═════ Records provided ═════

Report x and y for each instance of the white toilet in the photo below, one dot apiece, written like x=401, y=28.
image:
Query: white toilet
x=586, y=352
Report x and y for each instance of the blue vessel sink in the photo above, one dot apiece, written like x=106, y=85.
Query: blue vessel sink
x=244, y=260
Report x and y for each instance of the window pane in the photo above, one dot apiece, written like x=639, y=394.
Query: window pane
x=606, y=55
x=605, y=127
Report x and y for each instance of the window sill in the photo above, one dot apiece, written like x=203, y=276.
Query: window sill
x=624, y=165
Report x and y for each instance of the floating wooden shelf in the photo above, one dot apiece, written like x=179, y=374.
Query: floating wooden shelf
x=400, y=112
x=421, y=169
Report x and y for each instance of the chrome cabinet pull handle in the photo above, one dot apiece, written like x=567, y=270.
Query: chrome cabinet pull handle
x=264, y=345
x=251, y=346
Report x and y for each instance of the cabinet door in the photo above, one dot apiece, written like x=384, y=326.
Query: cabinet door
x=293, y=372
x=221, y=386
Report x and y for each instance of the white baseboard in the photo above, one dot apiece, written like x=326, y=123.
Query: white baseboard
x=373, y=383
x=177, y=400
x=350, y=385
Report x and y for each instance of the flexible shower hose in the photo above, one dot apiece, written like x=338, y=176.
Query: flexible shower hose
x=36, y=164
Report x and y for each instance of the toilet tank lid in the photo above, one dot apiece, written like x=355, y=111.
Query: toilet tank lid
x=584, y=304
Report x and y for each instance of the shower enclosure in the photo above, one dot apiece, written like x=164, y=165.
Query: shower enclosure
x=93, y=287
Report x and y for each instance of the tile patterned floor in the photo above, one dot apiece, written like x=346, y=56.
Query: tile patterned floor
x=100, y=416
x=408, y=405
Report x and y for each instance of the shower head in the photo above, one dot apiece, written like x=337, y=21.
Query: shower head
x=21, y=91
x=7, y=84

═════

Track down every line in the entries that includes the string "above", and copy it.

Report x and y for each instance of the blue vessel sink in the photo above, one dot apiece, written like x=106, y=85.
Report x and y for each instance of the window pane in the photo above, one dot apiece, written like x=639, y=394.
Report x and y for each instance of the window sill in the photo above, one dot apiece, written like x=203, y=276.
Report x and y for each instance of the floating wooden shelf in the photo above, one dot apiece, written like x=179, y=374.
Report x and y for each instance of the chrome cabinet pull handle in the photo above, one dot apiece, written like x=567, y=270.
Report x and y for each instance of the cabinet door in the photo above, one dot apiece, written like x=384, y=326.
Report x and y for each instance of the white baseboard in the photo above, one dot apiece, written like x=326, y=123.
Report x and y for each instance of the flexible shower hose in the photo above, one dot apiece, written like x=338, y=176.
Report x and y for each instance of the toilet tank lid in the photo above, one dot apiece, written like x=355, y=111.
Report x and y for each instance of the shower enclosure in the photo above, one dot apiece, written like x=164, y=165.
Report x and y for each instance of the tile patterned floor in the photo above, one dot apiece, written like x=346, y=56.
Report x and y for each instance of the shower head in the photo above, one dot apiece, written like x=337, y=21.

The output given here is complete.